Dale Yu: Review of Memoarrr!

 

Memoarrr!

  • Designer: Carlo Bortolini
  • Publisher: Edition Spielwiese
  • Players: 2-4
  • Ages: 8+
  • Time: 10-20 minutes
  • Times played: 6, with review copy provided by Edition Spielwiese

Memoarrr! is a card based memory game that seems quite simple when you first read the rules, but proves to be more complex once you actually play it.  In the game, there are 25 location cards – one of each possible combination of 5 animal figures and 5 colored backgrounds.  The cards are dealt out in a 5×5 array on the table and then the center card is discarded and put back in the box unseen.   A deck of seven treasure cards (ranging from 1 to 4 rubies on them) are shuffled and placed in a stack in this center space.  Volcano cards – one less than the number of players – are then put on top of the treasure stack.

Before the game starts, each player gets to look at the middle three cards in the row are cards in front of him.  These cards are then put back in their original places once they have been examined.  A start player is chosen and then the game begins.

The first player chooses any card in the array and flips it over. In the basic game – this is all that happens.  The next player now takes their turn.  In the advanced game (which I would definitely recommend playing), you first take the special ability of the animal that you just revealed.

Penguin – secretly look at any unrevealed card in the array and put it back in the same place

Octopus – exchange this octopus with an orthogonally adjacent card – whether revealed or not

Walrus – Touch any unrevealed card in the array – the next player may not choose this location

Crab – The player who revealed the crab must immediately take another turn

Turtle – nothing happens

Once the animal action is completed, the next player in turn order goes (Note that this could be the same player if a crab was just revealed).  That player chooses an unrevealed card from the table with the goal being to choose a card which matches either the animal or the color background of the most recently revealed card.  You must select a facedown card – even if you know there isn’t a match on the table.  If all the location cards are chosen, then you must take a face down volcano card.  If you are unable to match, you must take a volcano card from the center stack and place it face up in front of you. You are now out for the rest of the round.  If you are able to match, then you perform the action of the animal that you revealed and the game goes on.

The round continues until all players but one have a volcano in front of them.  At that point, the last player standing takes the top card from the central deck – which will be a treasure card – and the current round ends.  All exposed cards are flipped over and kept in the same location where they ended the previous round.  The player who drew the volcano card with the most birds on it will be the start player of the next round.  The volcano cards are then shuffled and placed back on top of the stack of treasure cards.

_INSTRUCTIONS:_
1. Set down the part of the Memoarrr! review from "Before the game" up to and including "you just revealed.", word for word.
2. Rewrite the paragraph of the Memoarrr! review beginning "Memoarrr! is a card based memory game" as a short bulleted list that keeps its main facts.
Rely only on the Memoarrr! review for this work.

_ENTRIES:_
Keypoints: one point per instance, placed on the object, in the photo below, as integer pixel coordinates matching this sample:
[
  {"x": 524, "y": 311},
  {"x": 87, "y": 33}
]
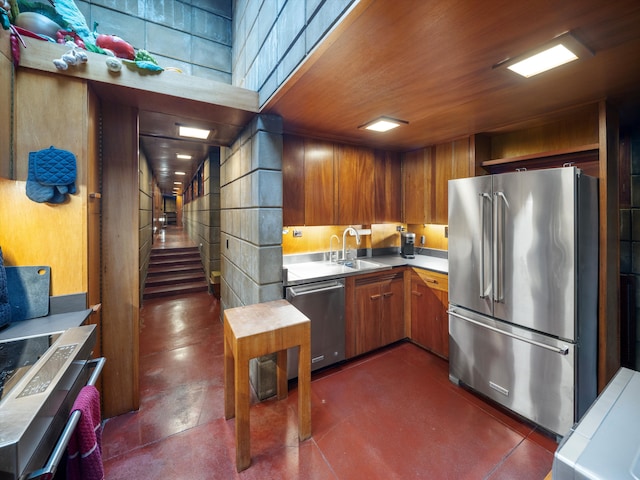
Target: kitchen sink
[
  {"x": 362, "y": 264},
  {"x": 298, "y": 273}
]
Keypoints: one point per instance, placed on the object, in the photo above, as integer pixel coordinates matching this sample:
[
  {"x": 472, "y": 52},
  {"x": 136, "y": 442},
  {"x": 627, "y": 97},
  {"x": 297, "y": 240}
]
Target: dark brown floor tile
[
  {"x": 159, "y": 416},
  {"x": 528, "y": 461},
  {"x": 201, "y": 453}
]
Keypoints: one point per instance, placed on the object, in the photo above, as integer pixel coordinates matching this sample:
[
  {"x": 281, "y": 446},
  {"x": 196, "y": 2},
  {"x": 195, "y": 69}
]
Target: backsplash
[{"x": 316, "y": 239}]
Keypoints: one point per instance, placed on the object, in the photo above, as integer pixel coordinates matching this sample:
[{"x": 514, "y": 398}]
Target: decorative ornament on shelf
[
  {"x": 114, "y": 64},
  {"x": 75, "y": 56}
]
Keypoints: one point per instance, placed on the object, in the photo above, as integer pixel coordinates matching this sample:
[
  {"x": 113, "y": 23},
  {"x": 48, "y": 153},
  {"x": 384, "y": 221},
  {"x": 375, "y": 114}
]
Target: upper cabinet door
[
  {"x": 355, "y": 167},
  {"x": 293, "y": 181},
  {"x": 388, "y": 187},
  {"x": 451, "y": 160},
  {"x": 319, "y": 182},
  {"x": 416, "y": 179}
]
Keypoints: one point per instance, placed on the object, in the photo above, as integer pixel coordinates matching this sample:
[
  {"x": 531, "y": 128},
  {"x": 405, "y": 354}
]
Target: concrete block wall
[
  {"x": 192, "y": 35},
  {"x": 251, "y": 215},
  {"x": 272, "y": 38},
  {"x": 201, "y": 217}
]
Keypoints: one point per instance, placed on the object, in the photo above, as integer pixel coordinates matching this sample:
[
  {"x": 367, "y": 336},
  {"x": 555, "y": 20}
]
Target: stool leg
[
  {"x": 229, "y": 387},
  {"x": 304, "y": 390},
  {"x": 281, "y": 375},
  {"x": 243, "y": 441}
]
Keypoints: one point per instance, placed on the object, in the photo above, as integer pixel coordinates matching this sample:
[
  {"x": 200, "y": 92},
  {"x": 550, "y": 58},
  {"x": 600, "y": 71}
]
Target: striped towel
[{"x": 85, "y": 445}]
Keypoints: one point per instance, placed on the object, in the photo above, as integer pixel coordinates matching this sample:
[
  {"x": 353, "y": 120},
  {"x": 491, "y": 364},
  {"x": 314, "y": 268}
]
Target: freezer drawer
[{"x": 529, "y": 373}]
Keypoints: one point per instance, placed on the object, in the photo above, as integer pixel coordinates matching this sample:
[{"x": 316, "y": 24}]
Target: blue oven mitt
[{"x": 51, "y": 176}]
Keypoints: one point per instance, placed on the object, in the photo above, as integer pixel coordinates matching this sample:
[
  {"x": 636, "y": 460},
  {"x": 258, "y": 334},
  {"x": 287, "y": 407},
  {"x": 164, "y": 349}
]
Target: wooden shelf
[{"x": 565, "y": 152}]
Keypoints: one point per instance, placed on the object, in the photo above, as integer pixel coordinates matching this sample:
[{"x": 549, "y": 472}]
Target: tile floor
[{"x": 392, "y": 414}]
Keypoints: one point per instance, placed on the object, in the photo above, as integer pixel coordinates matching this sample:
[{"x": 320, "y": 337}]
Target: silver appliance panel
[
  {"x": 605, "y": 444},
  {"x": 470, "y": 243},
  {"x": 534, "y": 375},
  {"x": 535, "y": 232},
  {"x": 522, "y": 245},
  {"x": 324, "y": 304}
]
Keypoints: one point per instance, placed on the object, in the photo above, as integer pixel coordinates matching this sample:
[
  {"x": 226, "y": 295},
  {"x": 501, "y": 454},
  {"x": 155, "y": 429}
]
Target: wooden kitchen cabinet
[
  {"x": 451, "y": 160},
  {"x": 319, "y": 183},
  {"x": 429, "y": 319},
  {"x": 326, "y": 183},
  {"x": 388, "y": 187},
  {"x": 426, "y": 173},
  {"x": 308, "y": 182},
  {"x": 416, "y": 178},
  {"x": 293, "y": 180},
  {"x": 377, "y": 316}
]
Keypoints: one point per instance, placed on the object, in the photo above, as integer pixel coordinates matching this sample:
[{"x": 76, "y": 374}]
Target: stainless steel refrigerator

_ANSWERS BELOW:_
1.
Before the game starts, each player gets to look at the middle three cards in the row are cards in front of him.  These cards are then put back in their original places once they have been examined.  A start player is chosen and then the game begins.

The first player chooses any card in the array and flips it over. In the basic game – this is all that happens.  The next player now takes their turn.  In the advanced game (which I would definitely recommend playing), you first take the special ability of the animal that you just revealed.

2.
- Memoarrr! is a card-based memory game that seems simple from the rules but is more complex in play.
- There are 25 location cards, one for each combination of 5 animal figures and 5 colored backgrounds.
- The cards are dealt in a 5×5 array, and the center card is returned to the box unseen.
- A shuffled deck of seven treasure cards, showing 1 to 4 rubies each, is stacked in the center space.
- Volcano cards, one fewer than the number of players, are placed on top of the treasure stack.